• WRITTEN REQUEST:
Copy every line of the items between the lines holding "Target: white marble countertop" and "(512, 1003)", inclusive, and add -68 to each coordinate value in the answer points. Leave all other text unchanged.

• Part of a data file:
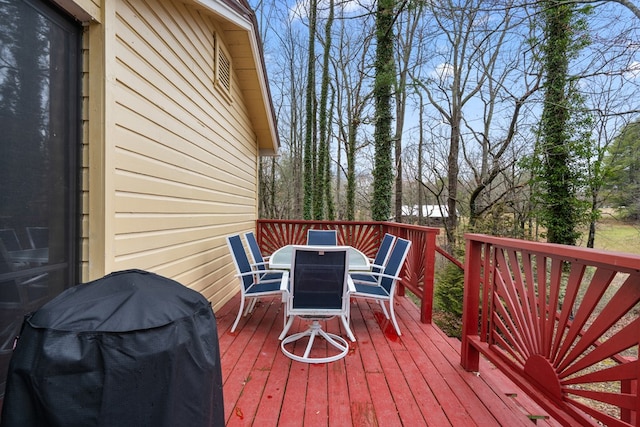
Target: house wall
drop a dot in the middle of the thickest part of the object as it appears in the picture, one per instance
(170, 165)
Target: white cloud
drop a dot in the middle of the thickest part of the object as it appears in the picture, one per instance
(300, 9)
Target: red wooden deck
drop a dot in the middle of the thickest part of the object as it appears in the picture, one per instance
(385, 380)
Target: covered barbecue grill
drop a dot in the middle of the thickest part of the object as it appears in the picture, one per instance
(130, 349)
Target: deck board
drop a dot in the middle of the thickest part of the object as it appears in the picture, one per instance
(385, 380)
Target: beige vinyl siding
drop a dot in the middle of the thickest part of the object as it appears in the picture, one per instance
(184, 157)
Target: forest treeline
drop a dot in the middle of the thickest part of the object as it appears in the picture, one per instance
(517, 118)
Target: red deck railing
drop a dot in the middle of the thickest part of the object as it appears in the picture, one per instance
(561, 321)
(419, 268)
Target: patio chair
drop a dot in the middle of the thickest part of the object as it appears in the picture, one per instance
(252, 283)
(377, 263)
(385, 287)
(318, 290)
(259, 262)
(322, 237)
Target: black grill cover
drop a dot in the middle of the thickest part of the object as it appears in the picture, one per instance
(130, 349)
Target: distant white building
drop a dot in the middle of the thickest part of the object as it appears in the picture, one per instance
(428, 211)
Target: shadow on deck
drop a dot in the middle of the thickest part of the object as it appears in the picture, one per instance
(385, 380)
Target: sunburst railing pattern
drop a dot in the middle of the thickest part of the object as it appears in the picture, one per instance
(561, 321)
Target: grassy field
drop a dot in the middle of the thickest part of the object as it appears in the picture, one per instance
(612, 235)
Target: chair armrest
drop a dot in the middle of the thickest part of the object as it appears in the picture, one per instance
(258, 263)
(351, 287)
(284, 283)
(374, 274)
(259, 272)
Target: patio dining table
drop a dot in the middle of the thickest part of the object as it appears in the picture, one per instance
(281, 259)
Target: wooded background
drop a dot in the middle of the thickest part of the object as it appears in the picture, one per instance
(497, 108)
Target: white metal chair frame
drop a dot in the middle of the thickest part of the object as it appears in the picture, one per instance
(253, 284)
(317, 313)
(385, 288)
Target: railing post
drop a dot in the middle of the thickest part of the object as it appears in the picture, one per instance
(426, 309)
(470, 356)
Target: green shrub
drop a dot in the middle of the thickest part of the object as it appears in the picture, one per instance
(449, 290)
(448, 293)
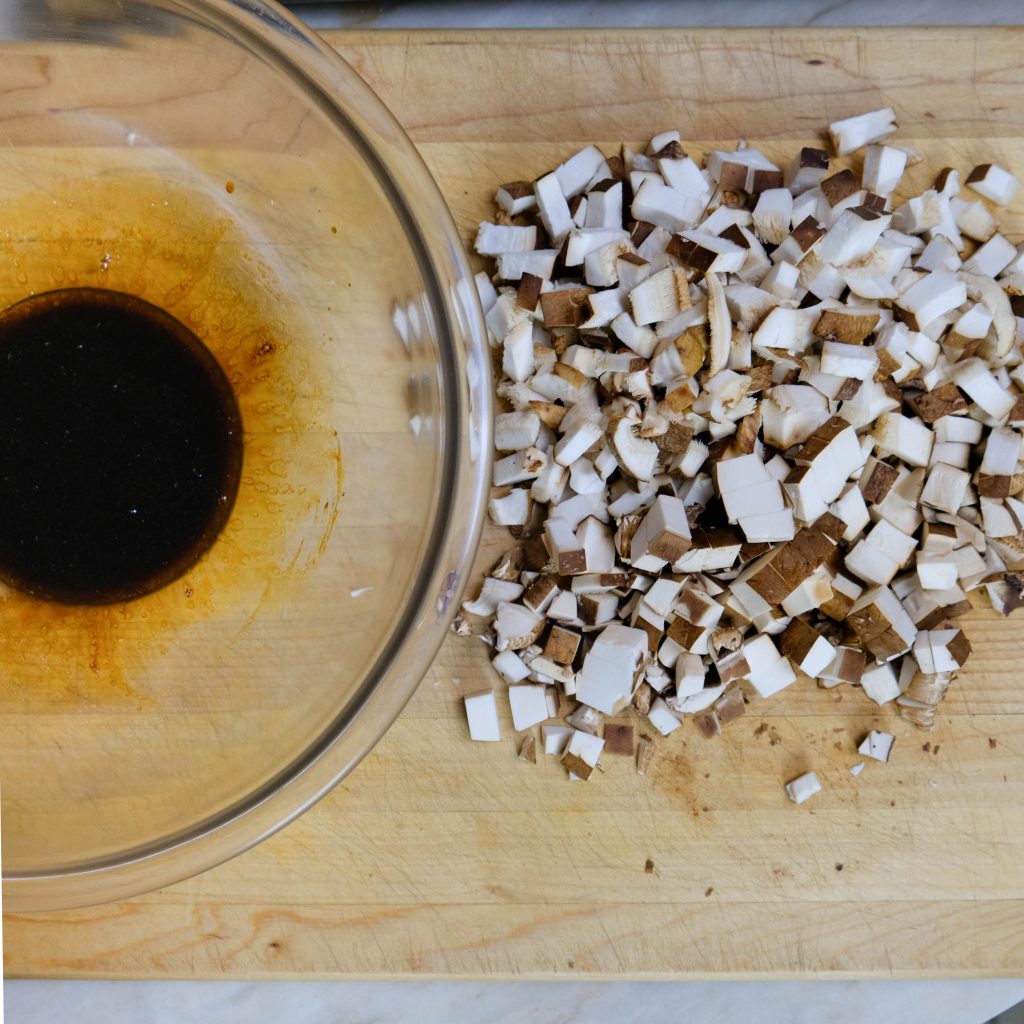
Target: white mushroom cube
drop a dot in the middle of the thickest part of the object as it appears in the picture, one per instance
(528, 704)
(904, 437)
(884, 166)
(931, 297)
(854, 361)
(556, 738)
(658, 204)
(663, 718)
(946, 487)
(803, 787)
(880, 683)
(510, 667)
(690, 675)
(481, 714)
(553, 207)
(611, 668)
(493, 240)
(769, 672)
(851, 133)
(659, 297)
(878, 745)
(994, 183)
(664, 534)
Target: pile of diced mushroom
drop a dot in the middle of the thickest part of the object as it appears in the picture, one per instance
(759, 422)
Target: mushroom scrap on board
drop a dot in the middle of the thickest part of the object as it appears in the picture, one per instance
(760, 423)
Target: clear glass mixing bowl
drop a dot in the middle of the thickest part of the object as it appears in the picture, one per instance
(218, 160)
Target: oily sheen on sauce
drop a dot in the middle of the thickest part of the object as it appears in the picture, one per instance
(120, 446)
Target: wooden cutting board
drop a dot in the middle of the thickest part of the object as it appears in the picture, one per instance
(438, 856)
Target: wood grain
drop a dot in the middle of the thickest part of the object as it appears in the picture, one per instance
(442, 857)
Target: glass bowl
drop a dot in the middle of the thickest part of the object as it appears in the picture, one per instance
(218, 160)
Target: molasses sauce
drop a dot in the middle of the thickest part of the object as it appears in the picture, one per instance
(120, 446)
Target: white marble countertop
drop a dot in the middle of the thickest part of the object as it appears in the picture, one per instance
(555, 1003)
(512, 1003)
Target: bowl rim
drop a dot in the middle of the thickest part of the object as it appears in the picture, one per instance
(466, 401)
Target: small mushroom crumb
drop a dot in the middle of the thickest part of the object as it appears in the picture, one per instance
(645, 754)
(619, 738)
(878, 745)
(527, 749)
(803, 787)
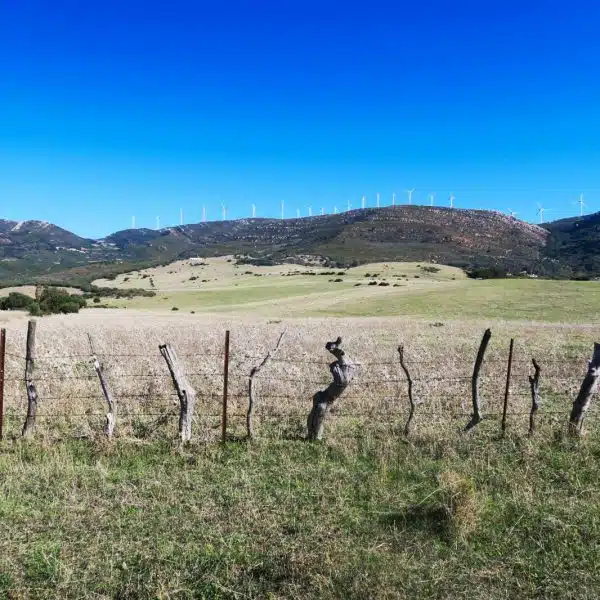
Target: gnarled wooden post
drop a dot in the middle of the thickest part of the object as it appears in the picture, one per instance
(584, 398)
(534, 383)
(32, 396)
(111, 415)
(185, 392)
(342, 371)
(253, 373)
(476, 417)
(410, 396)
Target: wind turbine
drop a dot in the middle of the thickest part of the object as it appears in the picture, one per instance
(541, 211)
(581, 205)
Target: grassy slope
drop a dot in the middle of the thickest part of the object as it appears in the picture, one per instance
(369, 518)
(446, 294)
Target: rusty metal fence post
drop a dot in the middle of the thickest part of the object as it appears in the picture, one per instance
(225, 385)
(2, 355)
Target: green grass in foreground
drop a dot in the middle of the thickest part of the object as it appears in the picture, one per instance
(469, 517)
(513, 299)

• TASK OUTPUT:
Target: white marble countertop
drop a dot in the middle of the thickest part of the object as it appears in the picture, one per instance
(487, 935)
(444, 935)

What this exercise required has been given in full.